### KUTIPAN DOKUMEN
━━━━━━━━━━━━━━━━

Istilah 'Islam' meskipun secara bahasa berarti "pasrah " bukan berarti Islam hanya diartikan sebagai
"sikap pasrah kepada Tuhan semata", tanpa melihat cara pasrah kepada
Tuhan. Karena Islam adalah nama sebuah agama yang diturunkan kepada Nabi
Muhammad saw, maka Islam juga
mengajarkan "cara pasrah" kepada Allah swt. Cara pasrah, atau cara ibadah, tidak boleh dikarang-karang
oleh manusia. Tetapi, menurut Islam, cara ibadah haruslah sesuai dengan yang
diajarkan oleh utusan Allah swt,
yaitu Nabi Muhammad saw.
Kedua, dalam
soal nama dan konsep Tuhan. Sebagaimana konsep Islamic worldview yang
ditandai dengan karakteristiknya yang otentik dan final, maka konsep Islam
tentang Tuhan, menurut Prof. Naquib al-Attas,
juga bersifat otentik dan final. Itu disebabkan, konsep Tuhan dalam Islam, dirumuskan berdasarkan wahyu dalam Al-Quran
yang juga bersifat otentik dan final. Konsep Tuhan dalam Islam memiliki sifat
yang khas yang tidak sama dengan konsepsi Tuhan dalam agama-agama lain, tidak
sama dengan konsep Tuhan dalam tradisi filsafat Yunani; tidak sama dengan
konsep Tuhan dalam filsafat Barat modern 3 atau pun dalam tradisi mistik Barat dan Timur. 4
Bait pertama dalam
Aqidah Thahawiyah yang ditulis oleh Abu Ja'far ath-Thahawi (239-321H), dan
disandarkan pada Imam Abu Hanifah, Abu Yusuf, Imam Syaibani, menyatakan: "Naqūlu fii tawqīdillāhi mu'taqidīna –
bitawfiqillāhi: Innallāha wāhidun lā syarīkalahu." Dalam Kitab Aqidatul Awam – yang biasa
dimadrasah-madrasah Ibtidaiyah -- ditulis bait pertama kitab ini: "Abda'u bismillāhi wa-arrahmāni - wa bi-arahīmi
dā'imil ihsani." Ayat pertama dalam al-Quran juga berbunyi "Bismillāhir rahmānir rahāmi", dengan nama Allah Yang Maha
Pengasih lagi Maha Penyayang.

━━━━━━━━━━━━━━━━

### KUMPULAN BAHAN
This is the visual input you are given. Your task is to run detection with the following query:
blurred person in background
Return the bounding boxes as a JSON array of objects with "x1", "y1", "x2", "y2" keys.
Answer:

━━━━━━━━━━━━━━━━

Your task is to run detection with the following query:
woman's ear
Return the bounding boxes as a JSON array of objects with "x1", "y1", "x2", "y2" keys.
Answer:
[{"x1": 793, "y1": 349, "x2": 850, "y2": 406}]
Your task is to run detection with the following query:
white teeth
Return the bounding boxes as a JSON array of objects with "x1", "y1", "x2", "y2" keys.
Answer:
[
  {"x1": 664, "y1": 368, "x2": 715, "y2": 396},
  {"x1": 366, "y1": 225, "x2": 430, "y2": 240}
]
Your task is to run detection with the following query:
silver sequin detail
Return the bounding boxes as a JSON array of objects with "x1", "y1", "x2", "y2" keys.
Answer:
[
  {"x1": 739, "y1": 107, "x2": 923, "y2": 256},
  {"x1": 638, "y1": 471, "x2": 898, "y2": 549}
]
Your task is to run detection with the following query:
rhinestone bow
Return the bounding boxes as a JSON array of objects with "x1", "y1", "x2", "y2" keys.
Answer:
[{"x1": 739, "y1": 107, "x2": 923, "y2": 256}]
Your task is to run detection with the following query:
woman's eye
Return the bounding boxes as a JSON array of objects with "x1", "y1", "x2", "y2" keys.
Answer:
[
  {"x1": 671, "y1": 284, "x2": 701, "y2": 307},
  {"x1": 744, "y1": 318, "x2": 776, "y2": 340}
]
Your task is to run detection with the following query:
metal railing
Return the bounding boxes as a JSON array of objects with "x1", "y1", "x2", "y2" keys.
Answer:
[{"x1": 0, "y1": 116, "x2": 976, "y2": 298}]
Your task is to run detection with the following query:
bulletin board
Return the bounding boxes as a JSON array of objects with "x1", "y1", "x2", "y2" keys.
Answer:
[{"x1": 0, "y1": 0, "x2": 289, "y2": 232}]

━━━━━━━━━━━━━━━━

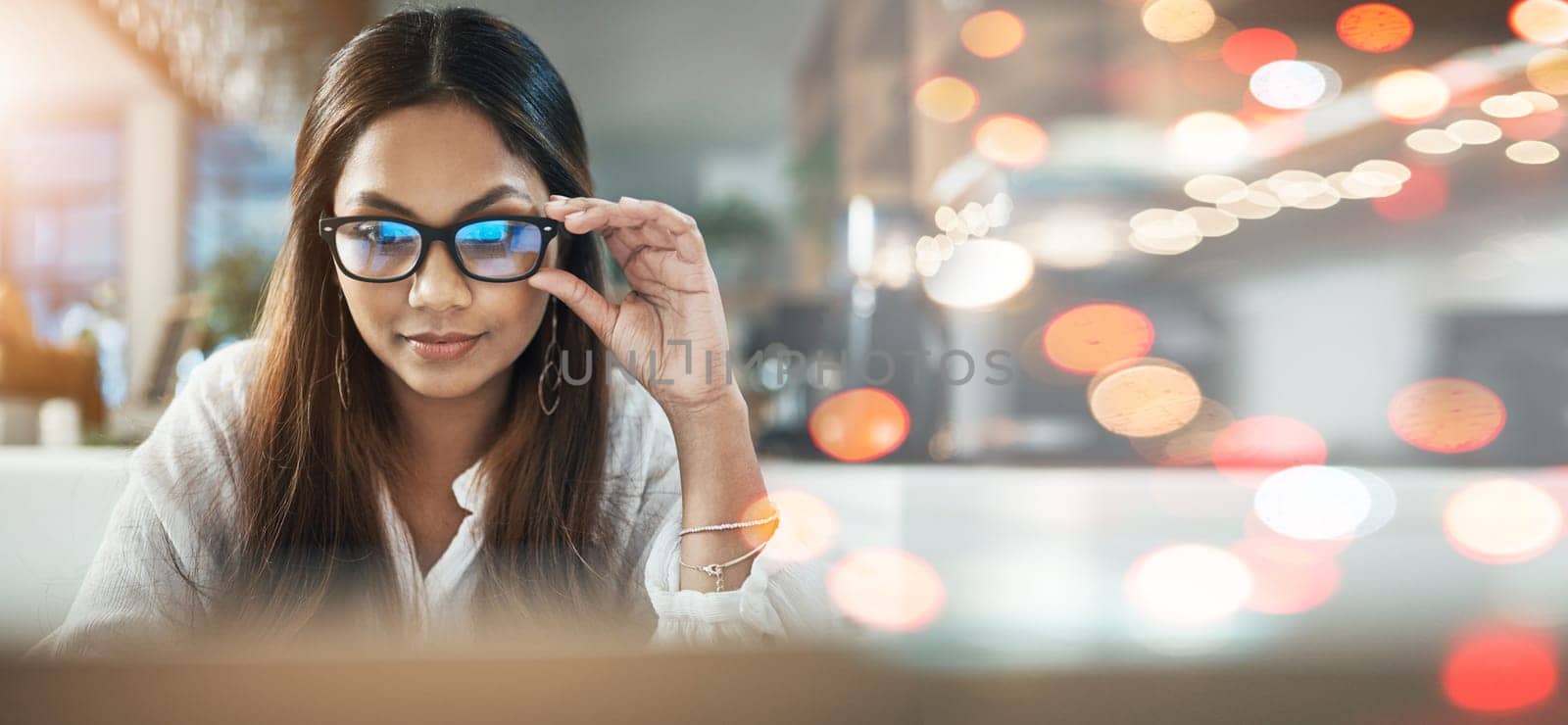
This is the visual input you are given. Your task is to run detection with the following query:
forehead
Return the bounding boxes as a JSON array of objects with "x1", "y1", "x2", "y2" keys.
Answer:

━━━━━━━━━━━━━━━━

### SOAL LATIHAN
a. Sebutkan semua nama tokoh manusia yang disebut dalam kutipan tentang konsep Tuhan dalam Islam.
b. Kutip tanpa perubahan bagian kutipan tentang konsep Tuhan dalam Islam dari "Istilah 'Islam' meskipun" sampai "Nabi Muhammad saw.".
c. Lanjutkan kutipan tentang konsep Tuhan dalam Islam, dimulai setelah kalimat terakhirnya.

### JAWABAN
a. Nabi Muhammad saw, Prof. Naquib al-Attas, Abu Ja'far ath-Thahawi, Imam Abu Hanifah, Abu Yusuf, Imam Syaibani

b.
Istilah 'Islam' meskipun secara bahasa berarti "pasrah " bukan berarti Islam hanya diartikan sebagai
"sikap pasrah kepada Tuhan semata", tanpa melihat cara pasrah kepada
Tuhan. Karena Islam adalah nama sebuah agama yang diturunkan kepada Nabi
Muhammad saw, maka Islam juga
mengajarkan "cara pasrah" kepada Allah swt. Cara pasrah, atau cara ibadah, tidak boleh dikarang-karang
oleh manusia. Tetapi, menurut Islam, cara ibadah haruslah sesuai dengan yang
diajarkan oleh utusan Allah swt,
yaitu Nabi Muhammad saw.

c.
Tuhan, dalam Islam,
dikenal dengan nama Allah. Lafaz 'Allah'
dibaca dengan bacaan yang tertentu. Kata "Allah" tidak boleh
diucapkan sembarangan, tetapi harus sesuai dengan yang dicontohkan Rasulullah
saw, sebagaimana bacaan-bacaan ayat-ayat dalam al-Quran. 5 Dengan adanya ilmul qiraat yang berdasarkan pada sanad –
yang sampai pada Rasulullah saw – maka kaum Muslimin tidak menghadapi masalah
dalam penyebutan nama Tuhan. Umat Islam juga tidak berbeda pendapat tentang
nama Tuhan, bahwa nama Tuhan yang sebenarnya ialah Allah. Dengan demikian,
"nama Tuhan", yakni "Allah" juga bersifat otentik dan
final, karena menemukan sandaran yang kuat, dari sanad mutawatir yang sampai
kepada Rasulullah saw. Umat Islam tidak melakukan 'spekulasi filosofis' untuk
menyebut nama Allah 6 , karena nama itu sudah dikenalkan langsung oleh Allah
SWT – melalui al-Quran, dan diajarkan langsung cara melafalkannya oleh Nabi
Muhammad saw.
Dalam konsepsi Islam,
Allah adalah nama diri (proper name) dari Dzat Yang Maha Kuasa 7 , yang memiliki nama dan sifat-sifat tertentu.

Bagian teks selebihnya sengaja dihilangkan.